27 July 2010: The Portfolio Committee on Water and Environmental Affairs undertook an oversight visit to Gauteng, Mpumalanga and the North West to assess the acid mine drainage problem. A report on this was filed in Parliament. The committee found that the mine could not keep up with the water discharge standards of its water licence, the mine claimed it no longer received its Department of Mineral Resources subsidy of R5 million and had spent more than R100 million in pumping costs. The committee found that the Department of Water Affairs had laid criminal charges against Grootvlei over unlawful water use activities and for releasing contaminated water into the surrounding water course.
August 2010: The Department of Labour briefed an NCOP committee on Grootvlei. The department’s briefing included: there had been problems with paying workers since December 2009; the department was working on claims against Aurora on behalf of the workers; Aurora had deducted UIF payments from workers pay but failed to pay these over; the living conditions at the mine were appalling, including lack of sanitation and water.
December 2010: A report by 26 experts to the Inter-Ministerial Committee on Acid Mine Drainage raises concern about the AMD situation in all three Gauteng basins, including the uncertain pumping situation at Grootvlei in the Eastern Basin. At the time, Grootvlei was the only mine in the Eastern Basin which was pumping. The experts called for urgent action, including securing the pumping capacity in Grootvlei and returning the treatment plant to service.
January 2011: Trade union Solidarity warned that only three of Grootvlei's 10 pumps were still working, leading to flooding of the mine, and fears for miner safety and of ecological disaster.
24 January 2011: Aurora Empowerment Systems went into provisional liquidation which was finalised in October 2011.
11 February 2011: The then liquidator Enver Motala told the media that the Grootvlei pumps had been removed for repairs, which could cost up to R30m. He said flooding could be contained for up to six months and “in one or two months the situation will be returned to normal”. It was reported that all pumping had halted a week earlier and the mine was flooding, rising about 0.4m a week. It is understood that the pumps were never replaced, leaving Grootvlei permanently closed, the workers unpaid and desperate, and an unresolved acid mine drainage environmental problem in Gauteng’s Eastern Basin. Water must be both pumped out of the mines and treated before discharge. Both these systems failed.
29 June 2011: The Master of the High Court ordered an inquiry into the Pamodzi liquidation in terms of section 417/418 of the Companies Act.
October 2011: The Department of Labour declared the mine not operational, enabling workers to qualify for UIF benefits. However, it’s not clear if the legally required mine closure certificate was ever issued; this certificate is needed to legally unlock environmental rehabilitation funds.

Supplied material:
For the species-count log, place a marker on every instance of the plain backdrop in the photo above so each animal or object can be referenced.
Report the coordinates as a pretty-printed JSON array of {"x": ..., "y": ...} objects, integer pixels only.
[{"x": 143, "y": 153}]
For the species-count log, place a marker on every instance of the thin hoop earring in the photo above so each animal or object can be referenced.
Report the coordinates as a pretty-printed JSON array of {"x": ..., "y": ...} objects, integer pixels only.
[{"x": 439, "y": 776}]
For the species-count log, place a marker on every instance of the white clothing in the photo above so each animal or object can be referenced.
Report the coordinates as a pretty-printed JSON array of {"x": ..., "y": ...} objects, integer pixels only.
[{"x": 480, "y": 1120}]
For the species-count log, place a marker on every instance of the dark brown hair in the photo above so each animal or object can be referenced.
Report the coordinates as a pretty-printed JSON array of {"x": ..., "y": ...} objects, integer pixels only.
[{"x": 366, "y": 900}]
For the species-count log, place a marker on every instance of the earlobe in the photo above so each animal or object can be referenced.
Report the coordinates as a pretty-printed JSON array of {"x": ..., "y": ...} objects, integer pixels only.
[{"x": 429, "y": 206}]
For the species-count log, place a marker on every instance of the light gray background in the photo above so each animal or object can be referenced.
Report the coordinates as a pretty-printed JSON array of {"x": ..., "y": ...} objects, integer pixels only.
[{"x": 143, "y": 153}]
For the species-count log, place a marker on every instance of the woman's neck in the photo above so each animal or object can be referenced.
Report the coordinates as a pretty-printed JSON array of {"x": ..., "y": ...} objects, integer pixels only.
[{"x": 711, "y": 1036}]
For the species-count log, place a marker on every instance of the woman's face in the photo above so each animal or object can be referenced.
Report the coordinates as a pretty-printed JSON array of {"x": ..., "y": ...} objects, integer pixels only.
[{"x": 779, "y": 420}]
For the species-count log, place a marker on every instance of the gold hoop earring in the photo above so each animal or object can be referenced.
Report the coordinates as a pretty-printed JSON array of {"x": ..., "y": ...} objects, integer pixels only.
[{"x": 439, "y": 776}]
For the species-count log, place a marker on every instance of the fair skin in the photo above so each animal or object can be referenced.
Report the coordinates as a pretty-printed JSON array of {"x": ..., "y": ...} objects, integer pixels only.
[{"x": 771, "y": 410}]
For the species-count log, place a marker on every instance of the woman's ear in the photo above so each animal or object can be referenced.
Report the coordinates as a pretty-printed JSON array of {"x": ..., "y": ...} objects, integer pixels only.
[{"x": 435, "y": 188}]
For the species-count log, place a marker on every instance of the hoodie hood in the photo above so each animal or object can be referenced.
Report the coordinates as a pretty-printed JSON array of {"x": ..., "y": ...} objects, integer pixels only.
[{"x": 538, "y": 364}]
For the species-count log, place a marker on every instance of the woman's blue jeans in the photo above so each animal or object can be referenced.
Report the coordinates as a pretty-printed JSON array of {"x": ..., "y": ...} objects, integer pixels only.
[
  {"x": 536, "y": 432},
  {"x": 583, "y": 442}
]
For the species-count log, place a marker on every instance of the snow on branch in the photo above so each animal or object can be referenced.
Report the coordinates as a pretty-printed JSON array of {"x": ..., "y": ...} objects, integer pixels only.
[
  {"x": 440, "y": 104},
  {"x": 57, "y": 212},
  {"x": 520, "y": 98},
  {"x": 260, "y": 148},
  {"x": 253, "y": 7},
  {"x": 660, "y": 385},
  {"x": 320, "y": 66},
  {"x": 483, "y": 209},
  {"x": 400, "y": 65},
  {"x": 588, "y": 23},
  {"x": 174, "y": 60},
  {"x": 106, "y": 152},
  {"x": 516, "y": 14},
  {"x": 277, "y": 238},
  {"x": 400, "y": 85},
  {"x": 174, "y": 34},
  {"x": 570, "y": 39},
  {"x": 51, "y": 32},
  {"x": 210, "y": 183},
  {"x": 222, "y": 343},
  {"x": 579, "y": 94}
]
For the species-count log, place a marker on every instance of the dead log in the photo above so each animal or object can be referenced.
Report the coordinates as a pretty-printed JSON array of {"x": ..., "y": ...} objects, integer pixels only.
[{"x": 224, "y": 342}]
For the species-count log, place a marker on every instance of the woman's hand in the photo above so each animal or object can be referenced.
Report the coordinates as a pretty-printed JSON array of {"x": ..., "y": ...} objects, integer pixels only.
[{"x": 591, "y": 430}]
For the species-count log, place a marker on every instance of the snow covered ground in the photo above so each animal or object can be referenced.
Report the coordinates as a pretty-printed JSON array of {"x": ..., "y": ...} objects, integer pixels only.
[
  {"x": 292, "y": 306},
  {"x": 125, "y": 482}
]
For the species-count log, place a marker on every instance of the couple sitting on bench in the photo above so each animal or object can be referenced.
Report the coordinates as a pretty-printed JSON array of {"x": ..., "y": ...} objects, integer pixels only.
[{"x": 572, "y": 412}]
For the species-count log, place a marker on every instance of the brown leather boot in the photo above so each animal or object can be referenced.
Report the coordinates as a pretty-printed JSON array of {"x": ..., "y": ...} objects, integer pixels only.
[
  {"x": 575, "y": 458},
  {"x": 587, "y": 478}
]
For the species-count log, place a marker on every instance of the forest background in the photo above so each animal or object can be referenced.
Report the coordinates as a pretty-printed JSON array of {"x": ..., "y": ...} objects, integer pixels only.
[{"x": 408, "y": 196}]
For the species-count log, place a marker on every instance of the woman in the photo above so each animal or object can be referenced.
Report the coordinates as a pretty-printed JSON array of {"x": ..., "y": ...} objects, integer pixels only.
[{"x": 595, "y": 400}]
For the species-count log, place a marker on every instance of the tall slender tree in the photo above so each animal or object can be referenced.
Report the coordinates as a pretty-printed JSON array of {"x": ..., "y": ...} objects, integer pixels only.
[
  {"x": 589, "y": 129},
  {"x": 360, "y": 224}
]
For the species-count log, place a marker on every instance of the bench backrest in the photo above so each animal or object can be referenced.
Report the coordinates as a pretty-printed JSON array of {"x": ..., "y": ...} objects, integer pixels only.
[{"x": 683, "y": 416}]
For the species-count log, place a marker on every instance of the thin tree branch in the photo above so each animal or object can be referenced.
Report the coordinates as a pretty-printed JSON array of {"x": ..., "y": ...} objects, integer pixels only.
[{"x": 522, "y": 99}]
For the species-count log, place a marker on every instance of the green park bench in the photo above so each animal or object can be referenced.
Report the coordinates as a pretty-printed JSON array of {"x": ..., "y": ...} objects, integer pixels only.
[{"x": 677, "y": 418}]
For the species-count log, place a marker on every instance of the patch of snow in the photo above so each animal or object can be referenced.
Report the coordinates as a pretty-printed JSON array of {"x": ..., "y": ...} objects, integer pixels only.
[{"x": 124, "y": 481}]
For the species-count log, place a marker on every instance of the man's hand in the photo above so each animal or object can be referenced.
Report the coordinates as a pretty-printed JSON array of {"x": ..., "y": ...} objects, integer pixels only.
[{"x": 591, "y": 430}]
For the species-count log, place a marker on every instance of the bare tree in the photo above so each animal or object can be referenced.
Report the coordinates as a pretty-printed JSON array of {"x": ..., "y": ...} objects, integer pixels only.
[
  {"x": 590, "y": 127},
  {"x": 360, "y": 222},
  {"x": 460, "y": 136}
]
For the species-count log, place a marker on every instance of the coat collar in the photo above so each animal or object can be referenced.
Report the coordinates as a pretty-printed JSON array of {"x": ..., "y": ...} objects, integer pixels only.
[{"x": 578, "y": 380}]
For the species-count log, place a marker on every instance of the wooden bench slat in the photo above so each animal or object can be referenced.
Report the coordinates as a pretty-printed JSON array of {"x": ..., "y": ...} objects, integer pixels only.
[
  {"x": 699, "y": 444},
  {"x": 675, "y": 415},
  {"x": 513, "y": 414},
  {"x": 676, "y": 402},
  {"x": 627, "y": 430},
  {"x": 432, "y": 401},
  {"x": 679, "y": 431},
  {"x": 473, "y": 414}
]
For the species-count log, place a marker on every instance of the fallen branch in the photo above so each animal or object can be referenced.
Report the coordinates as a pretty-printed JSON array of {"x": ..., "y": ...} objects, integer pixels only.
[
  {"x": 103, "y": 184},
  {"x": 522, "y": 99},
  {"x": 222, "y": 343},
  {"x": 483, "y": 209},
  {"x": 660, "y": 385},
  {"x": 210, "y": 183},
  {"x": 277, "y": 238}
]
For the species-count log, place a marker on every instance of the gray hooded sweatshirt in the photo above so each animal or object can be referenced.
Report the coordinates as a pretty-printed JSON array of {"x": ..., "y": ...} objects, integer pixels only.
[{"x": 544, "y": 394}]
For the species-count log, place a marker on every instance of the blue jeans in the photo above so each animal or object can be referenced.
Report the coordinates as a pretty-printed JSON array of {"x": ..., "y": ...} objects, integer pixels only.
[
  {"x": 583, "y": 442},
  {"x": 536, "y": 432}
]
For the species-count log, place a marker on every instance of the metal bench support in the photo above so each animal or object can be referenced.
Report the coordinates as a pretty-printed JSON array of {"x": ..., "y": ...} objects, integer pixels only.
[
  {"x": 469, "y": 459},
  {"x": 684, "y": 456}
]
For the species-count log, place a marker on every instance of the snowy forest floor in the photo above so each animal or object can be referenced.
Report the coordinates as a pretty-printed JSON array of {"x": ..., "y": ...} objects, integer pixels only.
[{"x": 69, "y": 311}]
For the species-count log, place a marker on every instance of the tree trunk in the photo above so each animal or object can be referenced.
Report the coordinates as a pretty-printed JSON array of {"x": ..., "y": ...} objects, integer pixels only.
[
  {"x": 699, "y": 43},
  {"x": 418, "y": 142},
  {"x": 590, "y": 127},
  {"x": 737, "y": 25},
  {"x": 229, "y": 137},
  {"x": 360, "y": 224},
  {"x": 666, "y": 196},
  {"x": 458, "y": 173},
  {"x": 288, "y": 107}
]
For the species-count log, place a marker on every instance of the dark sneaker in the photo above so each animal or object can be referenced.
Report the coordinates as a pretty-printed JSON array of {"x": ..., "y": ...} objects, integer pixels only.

Given request 1: Write out the Grootvlei timeline from "August 2010: The" to "sanitation and water.", changing "Aurora" to "the company".
Given request 2: According to the Grootvlei timeline, how many of the mine's 10 pumps did Solidarity say were still working in January 2011?
Given request 3: Pick up the Grootvlei timeline after its last entry and keep it going.

Exercise result 1:
August 2010: The Department of Labour briefed an NCOP committee on Grootvlei. The department’s briefing included: there had been problems with paying workers since December 2009; the department was working on claims against the company on behalf of the workers; the company had deducted UIF payments from workers pay but failed to pay these over; the living conditions at the mine were appalling, including lack of sanitation and water.

Exercise result 2: Three

Exercise result 3:
27 October 2011: The Portfolio Committee on Mineral Resources heard of ongoing chaos at Grootvlei from both unions.
“The National Union of Mineworkers (NUM) noted that not much had changed from its perspective as its members remained unemployed, and alleged that stripping and sale of assets continued, despite attempts by NUM members to stop this… The union Solidarity outlined that Aurora had not paid salaries, had not relocated the pump station and confirmed that assets continued to be stripped. It updated the Committee on the pumping of water, cautioning that this was already approaching crisis proportions, and the water levels were too high already for installation of pump stations and that R47 million was needed to install pumping solutions, within the next few months. Solidarity claimed that about R27 million was made out of gold recovery so Aurora must have assets,” said the committee report.
April 2012: Grootvlei was sold to Gold One for R70m; the buyers intended to abandon the flooded shafts and prospect on new ground.
29 May 2012: The National Union of Mineworkers briefed the Portfolio Committee on Mineral Resources on the Pamodzi/Aurora matter, complaining that the information was always a closely guarded secret. “The workers are powerless under the pretext of confidentiality of business transactions,” said NUM. The union called for the Insolvency Act to be amended to allow workers to be first to be paid in insolvencies and for directors and owners of liquidated mining and construction companies to be barred from operating similar businesses for a decade.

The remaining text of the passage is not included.